| SET PROBLEM |
Lay out the records from the line containing "find blurred horizon" through the end of the records as a two-column CSV with the headers text and answer, one row per record. Put each value in a single quoted field with line breaks replaced by spaces, and leave the pictures out.

| MATERIAL TO PROCESS |

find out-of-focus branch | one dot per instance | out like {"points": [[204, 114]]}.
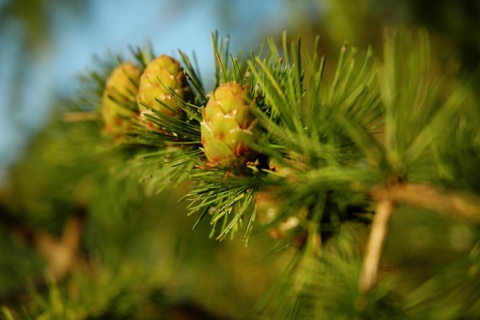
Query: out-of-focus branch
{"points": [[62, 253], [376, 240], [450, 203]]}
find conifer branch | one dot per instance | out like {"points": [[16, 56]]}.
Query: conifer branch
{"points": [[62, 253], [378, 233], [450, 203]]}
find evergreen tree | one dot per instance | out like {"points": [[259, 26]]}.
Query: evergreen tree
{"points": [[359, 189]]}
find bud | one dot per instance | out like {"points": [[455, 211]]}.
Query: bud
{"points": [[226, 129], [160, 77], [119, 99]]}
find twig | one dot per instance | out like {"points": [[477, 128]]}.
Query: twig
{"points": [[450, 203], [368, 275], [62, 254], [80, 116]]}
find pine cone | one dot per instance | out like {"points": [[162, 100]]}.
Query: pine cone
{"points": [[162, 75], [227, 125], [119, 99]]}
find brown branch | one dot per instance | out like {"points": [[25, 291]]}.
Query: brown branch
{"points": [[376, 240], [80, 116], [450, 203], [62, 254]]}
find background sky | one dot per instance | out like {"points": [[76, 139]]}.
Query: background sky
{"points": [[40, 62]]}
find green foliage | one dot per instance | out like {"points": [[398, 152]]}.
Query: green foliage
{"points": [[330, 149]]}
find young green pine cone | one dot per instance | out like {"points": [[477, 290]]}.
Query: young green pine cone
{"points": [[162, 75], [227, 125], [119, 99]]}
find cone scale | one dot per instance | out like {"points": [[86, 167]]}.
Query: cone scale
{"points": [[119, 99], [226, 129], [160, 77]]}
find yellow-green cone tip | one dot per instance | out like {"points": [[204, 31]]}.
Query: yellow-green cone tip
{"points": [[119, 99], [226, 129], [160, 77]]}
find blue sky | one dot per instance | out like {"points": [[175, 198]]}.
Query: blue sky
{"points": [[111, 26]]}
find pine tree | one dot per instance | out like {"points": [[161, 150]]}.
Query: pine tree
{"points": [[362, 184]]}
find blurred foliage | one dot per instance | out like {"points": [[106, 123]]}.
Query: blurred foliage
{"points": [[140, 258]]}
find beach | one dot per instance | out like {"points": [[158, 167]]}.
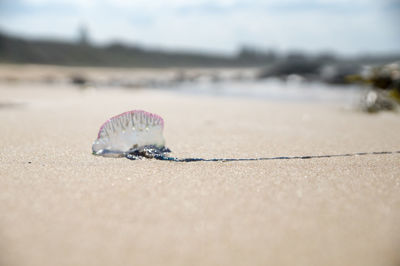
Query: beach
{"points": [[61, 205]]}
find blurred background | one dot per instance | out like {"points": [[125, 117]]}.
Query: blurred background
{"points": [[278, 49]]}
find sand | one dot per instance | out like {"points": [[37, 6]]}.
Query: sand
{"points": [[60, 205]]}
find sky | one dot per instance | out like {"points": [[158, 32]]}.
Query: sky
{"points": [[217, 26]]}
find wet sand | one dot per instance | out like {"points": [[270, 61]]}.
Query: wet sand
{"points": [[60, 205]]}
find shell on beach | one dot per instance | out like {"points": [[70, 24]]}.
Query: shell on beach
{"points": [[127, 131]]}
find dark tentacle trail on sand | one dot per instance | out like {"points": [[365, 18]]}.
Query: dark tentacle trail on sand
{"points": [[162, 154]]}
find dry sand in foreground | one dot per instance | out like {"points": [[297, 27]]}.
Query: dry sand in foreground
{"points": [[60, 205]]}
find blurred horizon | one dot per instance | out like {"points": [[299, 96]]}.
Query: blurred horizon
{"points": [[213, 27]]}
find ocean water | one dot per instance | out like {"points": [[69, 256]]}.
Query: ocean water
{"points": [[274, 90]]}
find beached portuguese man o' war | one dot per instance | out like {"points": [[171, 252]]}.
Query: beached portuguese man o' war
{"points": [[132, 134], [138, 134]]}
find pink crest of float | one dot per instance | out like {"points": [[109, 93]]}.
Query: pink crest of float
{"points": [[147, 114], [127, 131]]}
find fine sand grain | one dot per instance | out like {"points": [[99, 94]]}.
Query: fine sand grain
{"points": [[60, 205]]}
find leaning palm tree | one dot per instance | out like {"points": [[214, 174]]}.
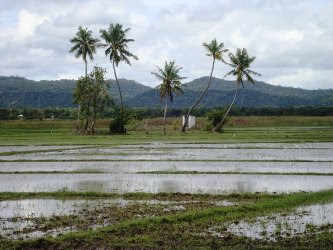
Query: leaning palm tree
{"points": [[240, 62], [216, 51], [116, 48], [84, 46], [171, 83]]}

| EXPECTED ANSWER |
text,answer
"find blurred horizon | one dot per instance | out like {""points"": [[299, 96]]}. Query: blurred horizon","{""points"": [[213, 27]]}"
"find ocean water | one dot per instance | out like {""points"": [[69, 256]]}. Query: ocean water","{""points"": [[274, 90]]}"
"find beached portuguese man o' war | one dot per instance | out like {""points"": [[171, 252]]}. Query: beached portuguese man o' war","{""points"": [[132, 134], [138, 134]]}"
"find pink crest of float | one dot per instance | out like {""points"": [[109, 93]]}. Query: pink crest of float","{""points"": [[147, 114], [127, 131]]}"
"find fine sand grain | one dot per instance | out like {""points"": [[99, 94]]}. Query: fine sand grain","{""points"": [[60, 205]]}"
"find leaning palm tree | one dot per instance | out like {""points"": [[214, 174]]}. Query: leaning palm tree","{""points"": [[240, 62], [216, 51], [116, 48], [84, 46], [171, 83]]}"